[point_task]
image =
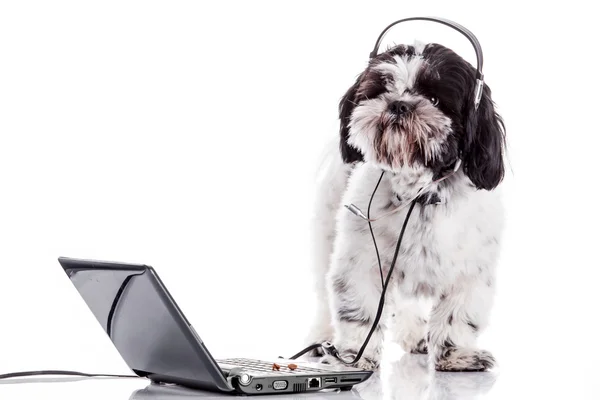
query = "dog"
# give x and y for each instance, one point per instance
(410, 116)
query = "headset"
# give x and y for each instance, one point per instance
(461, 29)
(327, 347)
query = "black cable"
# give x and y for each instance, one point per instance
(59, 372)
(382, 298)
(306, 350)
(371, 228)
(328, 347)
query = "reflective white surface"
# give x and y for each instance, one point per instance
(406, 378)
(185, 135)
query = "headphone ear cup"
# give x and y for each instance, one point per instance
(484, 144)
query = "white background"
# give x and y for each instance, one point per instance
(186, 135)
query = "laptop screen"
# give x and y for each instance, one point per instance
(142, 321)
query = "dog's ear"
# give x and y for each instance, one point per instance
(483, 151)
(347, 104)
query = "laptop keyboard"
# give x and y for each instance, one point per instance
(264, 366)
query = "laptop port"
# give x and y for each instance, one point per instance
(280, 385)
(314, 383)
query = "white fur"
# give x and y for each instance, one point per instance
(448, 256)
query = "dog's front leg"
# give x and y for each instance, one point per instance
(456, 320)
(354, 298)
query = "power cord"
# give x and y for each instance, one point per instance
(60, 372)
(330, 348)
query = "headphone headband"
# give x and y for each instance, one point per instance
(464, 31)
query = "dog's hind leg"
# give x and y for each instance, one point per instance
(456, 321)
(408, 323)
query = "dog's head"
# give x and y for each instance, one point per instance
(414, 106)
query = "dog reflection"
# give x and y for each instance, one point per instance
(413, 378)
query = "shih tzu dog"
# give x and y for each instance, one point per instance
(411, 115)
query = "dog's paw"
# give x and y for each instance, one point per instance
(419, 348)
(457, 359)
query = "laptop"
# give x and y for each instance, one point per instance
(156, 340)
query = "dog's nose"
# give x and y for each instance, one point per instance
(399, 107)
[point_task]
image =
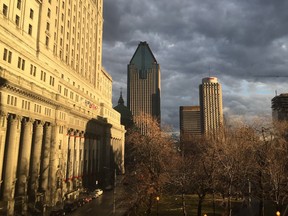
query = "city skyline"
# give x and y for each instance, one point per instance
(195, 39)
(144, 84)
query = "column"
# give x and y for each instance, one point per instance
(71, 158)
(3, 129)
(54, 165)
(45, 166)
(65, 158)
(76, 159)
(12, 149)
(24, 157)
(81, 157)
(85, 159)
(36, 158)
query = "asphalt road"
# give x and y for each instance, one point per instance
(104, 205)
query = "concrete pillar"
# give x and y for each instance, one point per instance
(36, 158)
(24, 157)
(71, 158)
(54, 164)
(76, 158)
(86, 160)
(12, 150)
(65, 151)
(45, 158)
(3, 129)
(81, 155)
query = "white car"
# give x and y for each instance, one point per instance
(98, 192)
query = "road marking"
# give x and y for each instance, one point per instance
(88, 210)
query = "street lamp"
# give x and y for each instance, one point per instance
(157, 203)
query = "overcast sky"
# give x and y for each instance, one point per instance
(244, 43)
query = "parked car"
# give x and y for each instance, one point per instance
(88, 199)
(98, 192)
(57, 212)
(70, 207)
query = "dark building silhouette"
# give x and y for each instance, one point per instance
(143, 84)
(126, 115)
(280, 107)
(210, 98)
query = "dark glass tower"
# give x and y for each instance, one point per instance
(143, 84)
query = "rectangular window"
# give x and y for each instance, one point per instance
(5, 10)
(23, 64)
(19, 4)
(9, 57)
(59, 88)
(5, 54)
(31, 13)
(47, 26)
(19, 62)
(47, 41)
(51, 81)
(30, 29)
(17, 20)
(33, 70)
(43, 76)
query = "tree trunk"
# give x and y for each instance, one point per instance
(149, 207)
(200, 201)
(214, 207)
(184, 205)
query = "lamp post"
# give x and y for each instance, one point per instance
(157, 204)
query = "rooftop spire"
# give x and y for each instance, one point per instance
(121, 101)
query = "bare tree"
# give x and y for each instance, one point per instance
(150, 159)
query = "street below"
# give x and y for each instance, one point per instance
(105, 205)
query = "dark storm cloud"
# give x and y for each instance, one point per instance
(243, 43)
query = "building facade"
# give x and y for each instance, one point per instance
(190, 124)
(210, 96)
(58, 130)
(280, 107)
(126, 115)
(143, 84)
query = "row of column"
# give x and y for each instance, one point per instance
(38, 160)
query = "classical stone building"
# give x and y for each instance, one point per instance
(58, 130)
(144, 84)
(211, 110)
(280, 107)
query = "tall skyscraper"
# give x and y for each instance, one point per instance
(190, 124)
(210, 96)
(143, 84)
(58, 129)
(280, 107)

— Task to carry out —
Pictures are excluded; copy every other part of the records exactly.

— The solution —
[point_task]
image =
query = "dog"
# give x and y for each instance, one point per instance
(410, 116)
query = "headset"
# give x and y for each instance, one point per instance
(461, 29)
(327, 347)
query = "black cable"
# give x and y for each instance, one point per instance
(59, 372)
(382, 298)
(306, 350)
(371, 228)
(328, 347)
query = "reflective white surface"
# give x and y for each instance, one point per instance
(406, 378)
(185, 135)
query = "headphone ear cup"
# give x and y for each instance, one point per instance
(484, 144)
query = "white background"
# give x and y for each instance, one point per instance
(186, 135)
query = "laptop screen"
# give x and y for each instance, one point per instance
(142, 321)
query = "dog's ear"
# give x and y for each instance, one point per instance
(483, 151)
(347, 104)
query = "laptop keyboard"
# give x and y for each instance, one point per instance
(264, 366)
query = "laptop port"
# give x and y for each instance, one point per instance
(280, 385)
(314, 383)
query = "white fur"
# give x and y for each instance, one point per instance
(448, 256)
query = "dog's front leg"
# give x and y for each instance, one point per instance
(456, 320)
(354, 298)
query = "power cord"
# give x and y for each instance, one point per instance
(60, 372)
(330, 348)
query = "headphone headband"
# give x and y for each instance, one point per instance
(464, 31)
query = "dog's hind leg"
# give x and y for each instance, one point per instance
(456, 321)
(408, 323)
query = "dog's head"
# give x and y for each instance, one point per instance
(414, 106)
query = "dog reflection"
# give x and y for each instance, one point per instance
(413, 378)
query = "shih tzu dog"
# give x and y for each instance, one point per instance
(411, 115)
query = "dog's paw"
# give x and y for each instance, one point per instance
(419, 348)
(457, 359)
query = "laptop"
# give x and y for each instance, one point per instance
(156, 340)
query = "dog's nose"
# give x and y for each instance, one point per instance
(399, 107)
[point_task]
image =
query = "city skyline"
# give x and y for each instance, one point per instance
(195, 39)
(144, 84)
query = "column"
# give x and y for each instance, one point per instance
(71, 158)
(3, 129)
(54, 165)
(45, 166)
(65, 158)
(76, 159)
(12, 149)
(24, 157)
(81, 157)
(85, 159)
(36, 158)
query = "asphalt road"
# give x and y for each instance, one point per instance
(104, 205)
query = "concrete pillar"
# give x and y for each instance, one point per instance
(36, 158)
(24, 157)
(71, 158)
(54, 164)
(76, 158)
(86, 160)
(12, 150)
(65, 151)
(45, 158)
(3, 129)
(81, 155)
query = "white car"
# give x and y for each instance, one point per instance
(98, 192)
query = "road marking"
# give x and y for each instance, one point per instance
(88, 210)
query = "street lamp"
# give x and y for each instance, one point per instance
(157, 203)
query = "overcast sky"
# give x and y for each instance, one point per instance
(244, 43)
query = "parked car"
# give x and y for each instance, one point per instance
(88, 199)
(98, 192)
(57, 212)
(70, 207)
query = "dark building silhouette"
# give x and y for each instance, one point per instance
(143, 84)
(126, 115)
(280, 107)
(210, 98)
query = "dark glass tower"
# give x and y for each instance, one point per instance
(143, 84)
query = "rectangular window"
# give x and y for each instance, one point per instance
(5, 10)
(23, 64)
(19, 4)
(9, 57)
(59, 88)
(5, 54)
(31, 13)
(47, 26)
(19, 62)
(47, 41)
(51, 81)
(30, 29)
(17, 20)
(33, 70)
(43, 76)
query = "tree trunk"
# give x and y for each instance, one point per instance
(149, 207)
(200, 201)
(214, 207)
(184, 205)
query = "lamp post"
# give x and y for each instance, one point per instance
(157, 204)
query = "rooftop spire"
# give x and y for each instance, one point per instance
(121, 101)
query = "bare tree"
# give x and y for each instance, one point per instance
(150, 159)
query = "street below"
# give x and y for each instance, one point per instance
(105, 205)
query = "dark storm cloud"
# give x and y for each instance, one point per instance
(243, 43)
query = "building facade"
# give x and y for each instance, one point per instance
(190, 124)
(210, 96)
(58, 130)
(280, 107)
(126, 115)
(143, 84)
query = "row of column"
# give x and y for each instance, one point per instance
(38, 160)
query = "classical stone building"
# give x and y for each instance, one point per instance
(58, 130)
(144, 84)
(211, 110)
(280, 107)
query = "tall skyscraper"
# give x and y for each instance, one point per instance
(190, 124)
(210, 96)
(143, 84)
(58, 129)
(280, 107)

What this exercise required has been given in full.